── Auszug zum Lesen
# Logo!8 - Schalten über Website (LWE) und HMI Droid



## Timmmee (27 Dezember 2020)

Guten Abend,

ich habe mit einer Logo eine Rolladensteuerung realisiert. Neben der herkömmlichen Bedienung über sie Schalter in den Zimmern möchte ich das nun auch über PC und Smartphone / Tablet tun. Das Netzt gibt viele tolle Ideen und Möglichkeiten her. Es ist auch viel erklärt. An den entscheidenden Stellen wird dann aber nur gezeigt DASS etwas funktioniert, das WIE bleibt aber auf oft der Strecke (speziell zu HMI Droid).

Anwenden soll die Bedienoberfläche auch ein völlig Unbedarfter und das äußerst komfortabel. Sprich: Smartphone nehmen, App öffnen und auf max. 2 Pages Licht und oder Rolläden bedienen. 

Für mich scheidet die Logo-App daher aus. Auf der Suche nach Alternativen bin ich auf HMI Droid gestoßen und habe dies als vielversprechend angesehen. Leider wirft die Anleitung nebst Beispielen mehr Fragen auf als dass sie beantwortet.
────
── Bereitgestellte Daten
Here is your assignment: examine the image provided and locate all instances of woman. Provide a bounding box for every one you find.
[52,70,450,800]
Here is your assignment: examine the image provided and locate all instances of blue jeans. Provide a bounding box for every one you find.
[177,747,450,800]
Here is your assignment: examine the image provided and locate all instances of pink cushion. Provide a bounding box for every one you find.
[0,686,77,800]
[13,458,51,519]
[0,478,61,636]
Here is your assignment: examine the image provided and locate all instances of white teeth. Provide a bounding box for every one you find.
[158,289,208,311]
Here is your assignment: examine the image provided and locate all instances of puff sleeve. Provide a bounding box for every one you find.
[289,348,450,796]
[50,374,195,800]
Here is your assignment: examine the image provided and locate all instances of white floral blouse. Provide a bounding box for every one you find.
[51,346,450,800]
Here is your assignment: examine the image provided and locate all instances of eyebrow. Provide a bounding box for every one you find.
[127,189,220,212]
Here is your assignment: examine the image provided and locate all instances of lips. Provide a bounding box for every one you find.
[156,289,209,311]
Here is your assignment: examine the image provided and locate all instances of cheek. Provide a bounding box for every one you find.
────
-- Zu erledigen --
• 1. Gib aus dem Forenbeitrag zur Logo!8-Rollladensteuerung den Abschnitt wörtlich wieder, beginnend mit „## Timmmee (27“ und fortlaufend bis einschließlich „oder Rolläden bedienen.“.
• 2. Schreibe die Fortsetzung des Forenbeitrags zur Logo!8-Rollladensteuerung, direkt im Anschluss an dessen letzten Satz.

-- Antworten je Aufgabe --
• 1.
## Timmmee (27 Dezember 2020)

Guten Abend,

ich habe mit einer Logo eine Rolladensteuerung realisiert. Neben der herkömmlichen Bedienung über sie Schalter in den Zimmern möchte ich das nun auch über PC und Smartphone / Tablet tun. Das Netzt gibt viele tolle Ideen und Möglichkeiten her. Es ist auch viel erklärt. An den entscheidenden Stellen wird dann aber nur gezeigt DASS etwas funktioniert, das WIE bleibt aber auf oft der Strecke (speziell zu HMI Droid).

Anwenden soll die Bedienoberfläche auch ein völlig Unbedarfter und das äußerst komfortabel. Sprich: Smartphone nehmen, App öffnen und auf max. 2 Pages Licht und oder Rolläden bedienen.

• 2.
Mit dem LogoWebEditor habe ich es zumindest auf dei Reihe bekommen, einen Taster über einen Netzwerkeingang zu realisieren.

Frage zum LWE:

Ich möchte meine Rolläden auch tippen können. Also per Taster nicht nur den Dauerlauf bis Anschlag-Auf oder -Ab ein-/ausschalten, sondern einen Betrieb nur so lange der Taster betätigt ist (<3s bis autom. Dauerlauf). Programmtechnisch und hardwaremäßig habe ich das bereits funktionierend umgesetzt. Auch habe ich einen Taster auf einer Webseite realisiert. Dieser bietet allerdings nur eine Toggle-Funktion, Bspw. für ein Stromstoßrelais o. Ä.
Hat hier jemand eine Idee zur Umsetzung? 

Frage zu HMI Droid:

Hat generell schon Jemand damit gearbeitet, Projekte umgesetzt und würde mir hilfestellung geben? 


Danke und Gruß

Timmee


----------



## GUNSAMS (28 Dezember 2020)

Timmmee schrieb:


> Frage zum LWE:
> 
> Ich möchte meine Rolläden auch tippen können. Also per Taster nicht nur den Dauerlauf bis Anschlag-Auf oder -Ab ein-/ausschalten, sondern einen Betrieb nur so lange der Taster betätigt ist (<3s bis autom. Dauerlauf). Programmtechnisch und hardwaremäßig habe ich das bereits funktionierend umgesetzt. Auch habe ich einen Taster auf einer Webseite realisiert. Dieser bietet allerdings nur eine Toggle-Funktion, Bspw. für ein Stromstoßrelais o. Ä.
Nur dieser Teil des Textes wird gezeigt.